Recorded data

^^^^^^^^^^^^^^^^

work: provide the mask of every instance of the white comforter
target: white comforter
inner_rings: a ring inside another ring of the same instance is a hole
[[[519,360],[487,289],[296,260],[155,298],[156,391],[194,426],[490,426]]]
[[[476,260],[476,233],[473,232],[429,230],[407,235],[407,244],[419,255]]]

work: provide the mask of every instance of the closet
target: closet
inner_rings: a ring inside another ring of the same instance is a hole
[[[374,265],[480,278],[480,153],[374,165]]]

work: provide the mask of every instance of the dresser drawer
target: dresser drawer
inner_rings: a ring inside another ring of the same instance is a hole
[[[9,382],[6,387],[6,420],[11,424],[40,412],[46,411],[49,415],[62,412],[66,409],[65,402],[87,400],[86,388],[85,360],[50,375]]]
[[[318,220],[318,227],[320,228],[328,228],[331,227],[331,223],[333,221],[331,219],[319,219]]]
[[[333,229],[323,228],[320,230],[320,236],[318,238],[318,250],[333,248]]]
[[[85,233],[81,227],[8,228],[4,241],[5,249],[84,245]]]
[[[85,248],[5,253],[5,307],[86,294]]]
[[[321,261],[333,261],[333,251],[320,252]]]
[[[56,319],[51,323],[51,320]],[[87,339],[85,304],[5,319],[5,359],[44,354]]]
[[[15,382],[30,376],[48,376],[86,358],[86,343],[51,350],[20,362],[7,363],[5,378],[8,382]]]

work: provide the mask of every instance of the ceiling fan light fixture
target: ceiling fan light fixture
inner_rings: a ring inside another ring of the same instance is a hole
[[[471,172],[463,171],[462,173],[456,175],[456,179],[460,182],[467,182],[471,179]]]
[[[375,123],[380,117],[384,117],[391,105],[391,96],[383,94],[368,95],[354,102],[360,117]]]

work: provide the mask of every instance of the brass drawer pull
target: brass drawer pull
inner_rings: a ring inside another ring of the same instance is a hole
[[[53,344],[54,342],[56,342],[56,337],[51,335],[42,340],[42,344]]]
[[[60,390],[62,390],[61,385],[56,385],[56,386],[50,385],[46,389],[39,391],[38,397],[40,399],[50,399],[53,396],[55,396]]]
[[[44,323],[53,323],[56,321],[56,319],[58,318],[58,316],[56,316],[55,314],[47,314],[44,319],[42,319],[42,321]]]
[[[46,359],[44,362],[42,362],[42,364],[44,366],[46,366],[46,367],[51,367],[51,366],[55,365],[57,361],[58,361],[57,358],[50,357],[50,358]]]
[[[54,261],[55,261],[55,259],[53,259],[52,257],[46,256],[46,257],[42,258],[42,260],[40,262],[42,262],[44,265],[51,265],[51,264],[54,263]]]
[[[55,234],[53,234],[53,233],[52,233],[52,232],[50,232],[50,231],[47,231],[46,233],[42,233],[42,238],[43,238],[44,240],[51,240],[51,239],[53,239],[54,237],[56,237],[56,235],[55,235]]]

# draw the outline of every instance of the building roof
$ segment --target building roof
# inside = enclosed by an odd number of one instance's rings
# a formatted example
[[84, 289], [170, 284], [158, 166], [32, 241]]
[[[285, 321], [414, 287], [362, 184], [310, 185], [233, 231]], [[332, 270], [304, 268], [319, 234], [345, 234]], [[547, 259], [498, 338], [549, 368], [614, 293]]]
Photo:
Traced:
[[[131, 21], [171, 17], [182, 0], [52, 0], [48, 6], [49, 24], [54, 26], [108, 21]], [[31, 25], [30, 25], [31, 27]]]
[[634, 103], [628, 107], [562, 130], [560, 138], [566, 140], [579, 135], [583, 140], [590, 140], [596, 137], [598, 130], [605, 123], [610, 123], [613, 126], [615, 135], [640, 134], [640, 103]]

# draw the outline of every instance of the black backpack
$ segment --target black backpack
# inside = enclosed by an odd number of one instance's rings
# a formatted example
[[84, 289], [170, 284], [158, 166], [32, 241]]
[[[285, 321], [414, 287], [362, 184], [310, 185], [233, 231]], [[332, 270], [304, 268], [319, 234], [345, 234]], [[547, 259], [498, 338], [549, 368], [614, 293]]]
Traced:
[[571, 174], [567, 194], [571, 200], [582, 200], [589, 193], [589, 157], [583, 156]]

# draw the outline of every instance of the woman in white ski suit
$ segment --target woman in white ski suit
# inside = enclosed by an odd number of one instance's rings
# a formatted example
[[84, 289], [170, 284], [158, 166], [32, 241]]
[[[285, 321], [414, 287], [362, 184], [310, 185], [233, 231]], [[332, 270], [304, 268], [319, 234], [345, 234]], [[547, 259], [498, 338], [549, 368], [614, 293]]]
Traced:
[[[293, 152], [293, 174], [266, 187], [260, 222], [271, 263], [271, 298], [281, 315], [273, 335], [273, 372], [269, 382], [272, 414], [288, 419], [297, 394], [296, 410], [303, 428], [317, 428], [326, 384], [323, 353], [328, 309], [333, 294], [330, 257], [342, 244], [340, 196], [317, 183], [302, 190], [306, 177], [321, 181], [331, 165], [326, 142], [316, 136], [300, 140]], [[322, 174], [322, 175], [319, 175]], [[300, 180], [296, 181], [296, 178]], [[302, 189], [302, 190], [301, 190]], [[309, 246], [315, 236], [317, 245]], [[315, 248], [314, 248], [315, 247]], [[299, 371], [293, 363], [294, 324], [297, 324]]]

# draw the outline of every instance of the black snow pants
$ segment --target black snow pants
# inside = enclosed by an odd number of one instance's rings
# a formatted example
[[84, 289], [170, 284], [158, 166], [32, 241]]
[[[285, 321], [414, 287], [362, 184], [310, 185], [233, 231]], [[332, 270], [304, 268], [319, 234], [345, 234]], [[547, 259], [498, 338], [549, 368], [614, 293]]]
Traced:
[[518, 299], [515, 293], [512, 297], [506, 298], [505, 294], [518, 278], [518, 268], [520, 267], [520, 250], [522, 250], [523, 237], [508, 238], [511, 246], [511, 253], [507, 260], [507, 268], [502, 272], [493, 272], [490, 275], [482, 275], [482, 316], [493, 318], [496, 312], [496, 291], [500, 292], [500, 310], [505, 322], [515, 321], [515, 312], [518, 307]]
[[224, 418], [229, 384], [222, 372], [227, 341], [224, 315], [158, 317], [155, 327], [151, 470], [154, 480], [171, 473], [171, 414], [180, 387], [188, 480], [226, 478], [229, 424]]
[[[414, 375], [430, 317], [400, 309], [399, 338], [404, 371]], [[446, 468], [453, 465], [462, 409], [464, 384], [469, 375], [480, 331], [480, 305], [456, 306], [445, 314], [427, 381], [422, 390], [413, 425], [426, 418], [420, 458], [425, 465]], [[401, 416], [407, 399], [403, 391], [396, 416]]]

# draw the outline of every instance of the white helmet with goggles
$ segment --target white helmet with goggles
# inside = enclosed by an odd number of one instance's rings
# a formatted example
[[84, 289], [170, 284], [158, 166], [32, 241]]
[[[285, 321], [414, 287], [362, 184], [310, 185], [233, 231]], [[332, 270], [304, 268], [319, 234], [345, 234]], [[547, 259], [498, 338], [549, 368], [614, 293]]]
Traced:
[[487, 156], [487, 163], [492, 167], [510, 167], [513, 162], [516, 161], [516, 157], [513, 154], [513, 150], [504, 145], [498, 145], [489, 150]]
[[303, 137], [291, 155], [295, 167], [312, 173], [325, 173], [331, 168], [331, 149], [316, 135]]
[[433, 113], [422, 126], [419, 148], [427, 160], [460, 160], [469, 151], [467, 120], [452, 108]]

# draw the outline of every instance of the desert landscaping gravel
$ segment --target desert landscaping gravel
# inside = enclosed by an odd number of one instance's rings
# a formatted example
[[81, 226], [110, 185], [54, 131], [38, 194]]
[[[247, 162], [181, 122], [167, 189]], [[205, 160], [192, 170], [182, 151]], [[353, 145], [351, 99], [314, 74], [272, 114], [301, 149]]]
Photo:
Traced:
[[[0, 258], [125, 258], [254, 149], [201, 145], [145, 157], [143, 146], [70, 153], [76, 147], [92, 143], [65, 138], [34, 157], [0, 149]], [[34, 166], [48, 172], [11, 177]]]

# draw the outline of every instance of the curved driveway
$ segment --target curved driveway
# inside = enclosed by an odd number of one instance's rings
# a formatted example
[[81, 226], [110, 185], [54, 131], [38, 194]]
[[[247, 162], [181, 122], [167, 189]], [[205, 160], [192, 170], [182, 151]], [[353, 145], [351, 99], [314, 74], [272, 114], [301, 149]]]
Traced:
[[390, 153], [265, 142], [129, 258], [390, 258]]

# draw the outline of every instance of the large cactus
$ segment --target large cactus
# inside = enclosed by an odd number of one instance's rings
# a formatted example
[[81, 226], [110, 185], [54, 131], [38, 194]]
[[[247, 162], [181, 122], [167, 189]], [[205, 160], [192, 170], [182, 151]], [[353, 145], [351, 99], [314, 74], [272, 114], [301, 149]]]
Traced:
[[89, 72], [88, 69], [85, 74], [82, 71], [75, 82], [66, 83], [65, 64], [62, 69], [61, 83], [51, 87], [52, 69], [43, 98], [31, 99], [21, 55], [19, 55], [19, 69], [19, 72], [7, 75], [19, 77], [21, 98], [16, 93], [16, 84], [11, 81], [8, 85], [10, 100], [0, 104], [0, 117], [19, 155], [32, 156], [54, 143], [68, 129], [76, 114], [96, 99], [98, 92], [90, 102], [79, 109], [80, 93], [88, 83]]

^^^^^^^^^^^^^^^^

Your instructions
Copy all lines above containing the string "cactus".

Answer section
# draw the outline of every instance of the large cactus
$ segment --target large cactus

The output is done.